SHORT EXERCISE 1: From the SEC football column, return the passage starting at "This nonsense came" and ending at "the hype machine.".
SHORT EXERCISE 2: Continue the column on the 2009 SEC football season, picking up after its final sentence.

After Chizik won his first five with the Tigers, twisted SEC logic actually turned this into 20 consecutive victories. How, you ask?
Chizik was Tiger defensive coordinator in 2003, when the team won its final two games, and 2004, when it went 13-0. Add it up and Chizik had won 20 in a row as a member of the Auburn staff!
This nonsense came to a screeching halt once the Tigers got away from a steady diet of Louisiana Techs and Ball States. Auburn traveled last Saturday to Arkansas and was trounced, 44-23, trailing at one point, 34-3.
What about Georgia, which was No. 13 in the preseason poll? The Bulldogs have given up at least 37 points in seven of their last 12 games. Seriously, how were they deserving of such a ranking? Chalk it up to the hype machine.
The reality is that the SEC in 2009 consists of Alabama, Florida and a bunch of nobodies. In nonconference games against Division I-A opponents, SEC teams are a pedestrian 14-11 against the spread. In nonconference play against teams from Bowl Championship Series conferences, the record is 4-7. That’s a .363 percentage, the worst of the six BCS conferences.

STORED RECORDS:
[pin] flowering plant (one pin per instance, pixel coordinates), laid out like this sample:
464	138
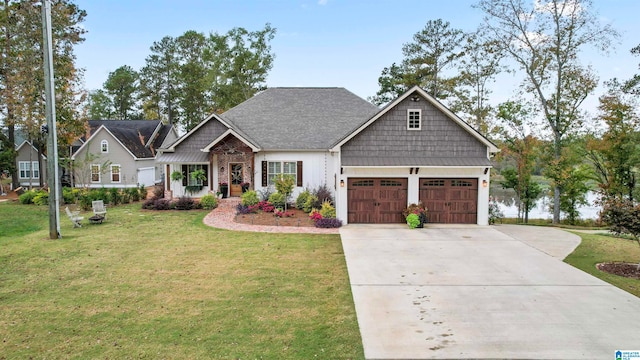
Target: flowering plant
280	213
417	209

WRITTEN ANSWER 1:
This nonsense came to a screeching halt once the Tigers got away from a steady diet of Louisiana Techs and Ball States. Auburn traveled last Saturday to Arkansas and was trounced, 44-23, trailing at one point, 34-3.
What about Georgia, which was No. 13 in the preseason poll? The Bulldogs have given up at least 37 points in seven of their last 12 games. Seriously, how were they deserving of such a ranking? Chalk it up to the hype machine.

WRITTEN ANSWER 2:
In alphabetical order, a look at how the other BCS leagues and Notre Dame compare against the spread in nonconference games against Division I-A and BCS opponents:
Atlantic Coast — 13-13 against I-A; 6-10 against BCS opponents.
Big East — 14-8, 9-3
Big Ten — 14-16, 8-5
Big 12 — 21-15, 6-6
Pacific 10 — 13-10, 7-5
Notre Dame — 1-4, 1-4
The clamoring started this week for Alabama and Florida to play not only in the SEC championship game, but the BCS title game as well. Given the damning evidence I’ve just presented, how could anyone in his or her right mind even begin to suggest such a scenario?
Perhaps they've been following the SEC hype machine.